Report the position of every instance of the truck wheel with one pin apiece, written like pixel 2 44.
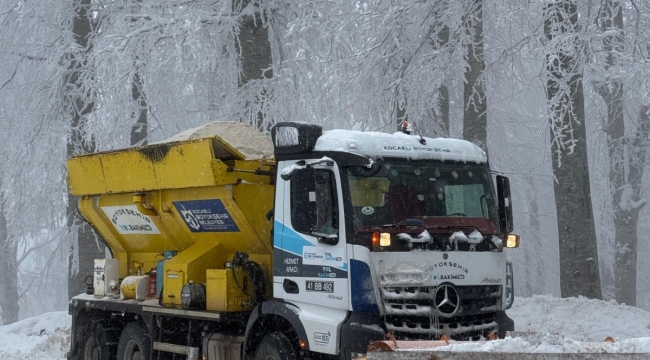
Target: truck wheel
pixel 134 343
pixel 100 343
pixel 276 346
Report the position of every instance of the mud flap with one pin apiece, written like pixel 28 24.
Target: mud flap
pixel 505 323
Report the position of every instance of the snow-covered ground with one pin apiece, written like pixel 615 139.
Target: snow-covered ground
pixel 562 325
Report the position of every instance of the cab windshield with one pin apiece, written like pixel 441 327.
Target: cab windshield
pixel 424 193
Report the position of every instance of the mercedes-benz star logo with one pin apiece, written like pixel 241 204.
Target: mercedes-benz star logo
pixel 446 300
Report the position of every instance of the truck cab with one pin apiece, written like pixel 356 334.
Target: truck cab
pixel 389 233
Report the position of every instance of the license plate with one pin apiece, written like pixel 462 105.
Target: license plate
pixel 320 286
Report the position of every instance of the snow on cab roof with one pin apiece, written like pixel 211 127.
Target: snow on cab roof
pixel 399 145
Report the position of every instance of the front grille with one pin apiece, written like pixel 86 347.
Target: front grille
pixel 411 313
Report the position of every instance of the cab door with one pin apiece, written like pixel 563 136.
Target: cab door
pixel 313 264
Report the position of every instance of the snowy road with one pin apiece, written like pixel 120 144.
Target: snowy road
pixel 562 326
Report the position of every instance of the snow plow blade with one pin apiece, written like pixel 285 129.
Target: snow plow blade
pixel 433 350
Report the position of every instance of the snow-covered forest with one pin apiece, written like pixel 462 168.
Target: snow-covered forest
pixel 556 91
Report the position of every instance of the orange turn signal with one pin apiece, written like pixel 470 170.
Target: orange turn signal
pixel 512 241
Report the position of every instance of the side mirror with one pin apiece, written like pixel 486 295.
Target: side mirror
pixel 303 199
pixel 505 204
pixel 328 239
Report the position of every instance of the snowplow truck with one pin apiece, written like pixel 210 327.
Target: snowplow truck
pixel 229 244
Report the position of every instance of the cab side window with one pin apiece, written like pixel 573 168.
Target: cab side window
pixel 326 203
pixel 314 205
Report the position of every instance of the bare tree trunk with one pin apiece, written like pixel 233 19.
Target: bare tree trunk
pixel 84 247
pixel 620 150
pixel 140 130
pixel 439 40
pixel 9 297
pixel 475 102
pixel 254 48
pixel 579 272
pixel 627 216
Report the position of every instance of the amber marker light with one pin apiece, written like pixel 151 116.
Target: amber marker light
pixel 384 239
pixel 375 239
pixel 512 241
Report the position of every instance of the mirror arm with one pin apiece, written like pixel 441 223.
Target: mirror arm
pixel 329 239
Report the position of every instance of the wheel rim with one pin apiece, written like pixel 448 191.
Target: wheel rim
pixel 132 351
pixel 91 350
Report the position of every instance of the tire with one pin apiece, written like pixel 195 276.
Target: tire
pixel 134 343
pixel 100 343
pixel 276 346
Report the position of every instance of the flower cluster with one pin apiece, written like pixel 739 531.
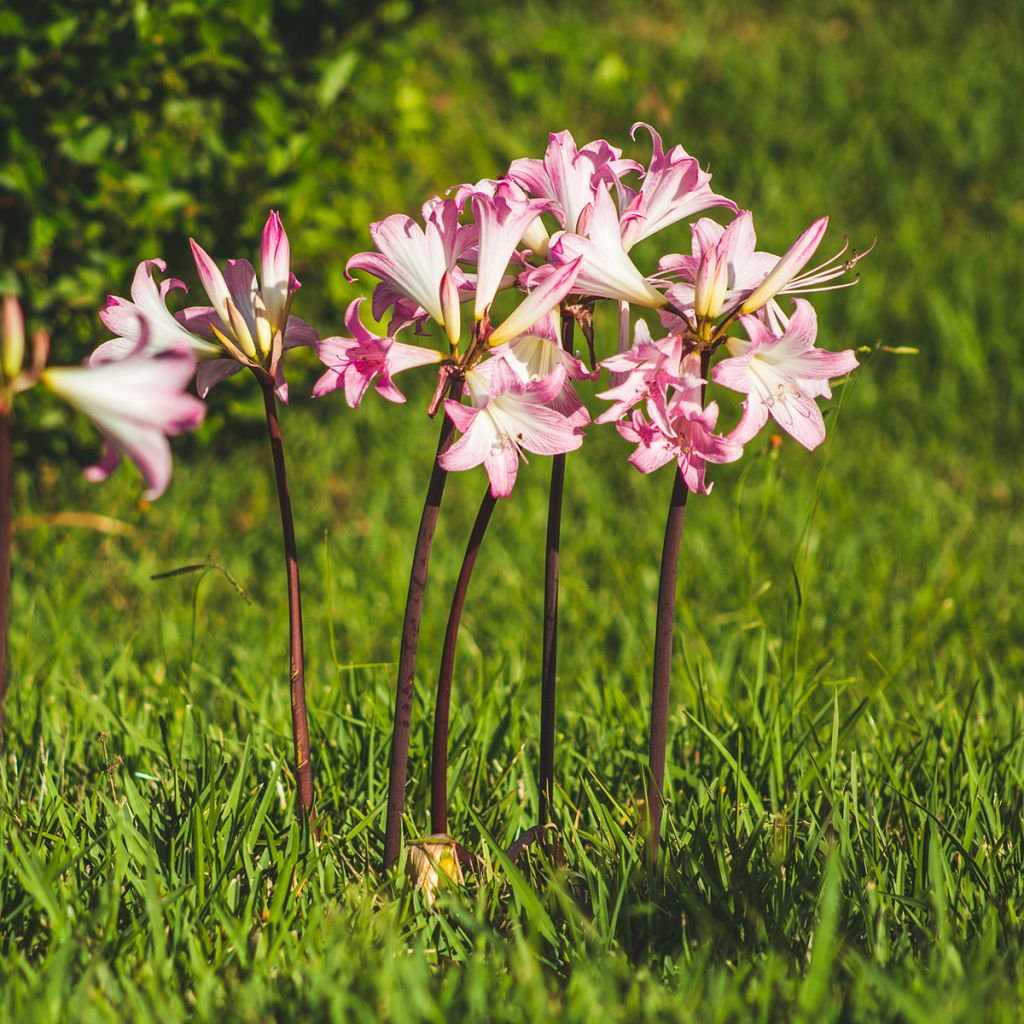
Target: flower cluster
pixel 559 232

#### Required work
Reproduce the records from the line with "Report the position of every instance of the snow-covered ground" up to and including the line with "pixel 399 145", requests included, shifting both coordinates of every answer point by -68 and leaving the sample coordinates in the requests unchanged.

#### Result of this exercise
Report the position of every instance of the snow-covered ground with one pin apiece, written like pixel 615 139.
Target: snow-covered ground
pixel 494 257
Report the position of every instance of the cab windshield with one pin apiece, written like pixel 441 327.
Target: cab windshield
pixel 356 125
Report the position of every instance of the mercedes-benz star logo with one pin apiece, written like pixel 241 204.
Target: mercedes-benz star logo
pixel 378 232
Report the position of every instance of the truck cab with one pin apiece, written like pixel 356 334.
Target: truck cab
pixel 321 165
Report the position of every instance of the license plate with one pin apiece, written like pixel 462 105.
Target: license plate
pixel 252 218
Report the position of every instance of the snow on cab roof with one pin apiece, written like pixel 211 127.
Target: snow on cab roof
pixel 331 77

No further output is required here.